L'autobus in fiamme su via del Tritone. Foto Piero Vietti

Roma o Caracas?

Salvatore Merlo

Autobus flambé, buche assassine, legge della foresta. Un safari nella città di Raggi e Casamonica

Roma. Roma come Caracas comincia in via del Tritone, poco prima delle 10 e 30. Si sente un’esplosione, un autobus va a fuoco lasciando un’ala di fuliggine alta quanto tutto il palazzo della Rinascente. Ma nessuno pensa al terrorismo, i commercianti si affacciano per strada, scuotono la testa: “Eccone n’artro”, dicono in romanesco bonario. Il nono da inizio anno, più di due al mese. Qualche ora dopo un secondo autobus in servizio s’incendia all’Infernetto, disegnando così una mappa di Roma-Caracas che tra monnezza, incuria, disservizi pubblici, si estende dal centro storico a via Ostiense, lì dove martedì è morta Elena Aubry, sbalzata in scooter a ventisei anni da una delle troppe buche stradali, un reticolo dell’abbandono che finisce qua alla Romanina, periferia sud est, dove lunedì notte sono stati arrestati quattro balordi del clan Casamonica: avevano pestato due persone, un’avventrice e un barista, perché non gli era stato consentito di saltare la fila alla cassa del bar Roxy in via Barzilai, un budello stradale ingolfato di traffico e sporcizia.

Voci per l'identificazione dei luoghi:

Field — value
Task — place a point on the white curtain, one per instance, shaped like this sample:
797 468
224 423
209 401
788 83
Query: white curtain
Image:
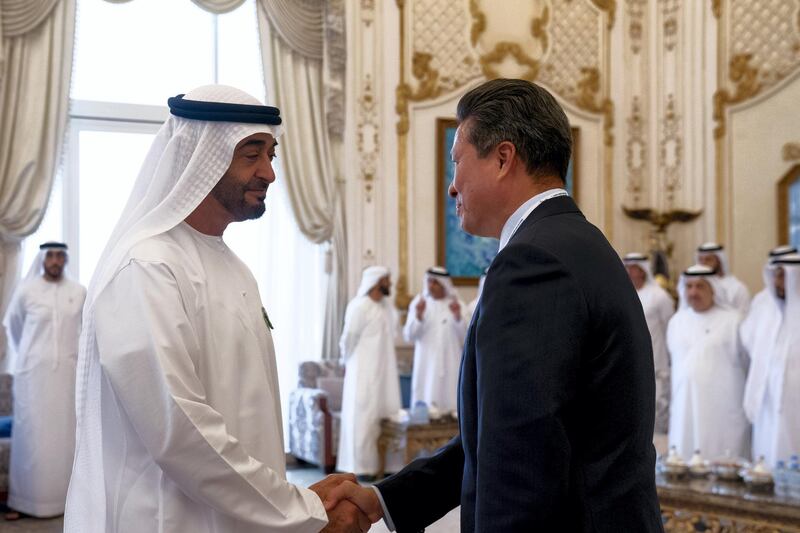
35 68
303 55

ESERCIZIO SCRITTO.
Ricopia integralmente il brano sul degrado di Roma e sugli autobus in fiamme. Basati unicamente sul brano.

SOLUZIONE.
L'autobus in fiamme su via del Tritone. Foto Piero Vietti

Roma o Caracas?

Salvatore Merlo

Autobus flambé, buche assassine, legge della foresta. Un safari nella città di Raggi e Casamonica

Roma. Roma come Caracas comincia in via del Tritone, poco prima delle 10 e 30. Si sente un’esplosione, un autobus va a fuoco lasciando un’ala di fuliggine alta quanto tutto il palazzo della Rinascente. Ma nessuno pensa al terrorismo, i commercianti si affacciano per strada, scuotono la testa: “Eccone n’artro”, dicono in romanesco bonario. Il nono da inizio anno, più di due al mese. Qualche ora dopo un secondo autobus in servizio s’incendia all’Infernetto, disegnando così una mappa di Roma-Caracas che tra monnezza, incuria, disservizi pubblici, si estende dal centro storico a via Ostiense, lì dove martedì è morta Elena Aubry, sbalzata in scooter a ventisei anni da una delle troppe buche stradali, un reticolo dell’abbandono che finisce qua alla Romanina, periferia sud est, dove lunedì notte sono stati arrestati quattro balordi del clan Casamonica: avevano pestato due persone, un’avventrice e un barista, perché non gli era stato consentito di saltare la fila alla cassa del bar Roxy in via Barzilai, un budello stradale ingolfato di traffico e sporcizia.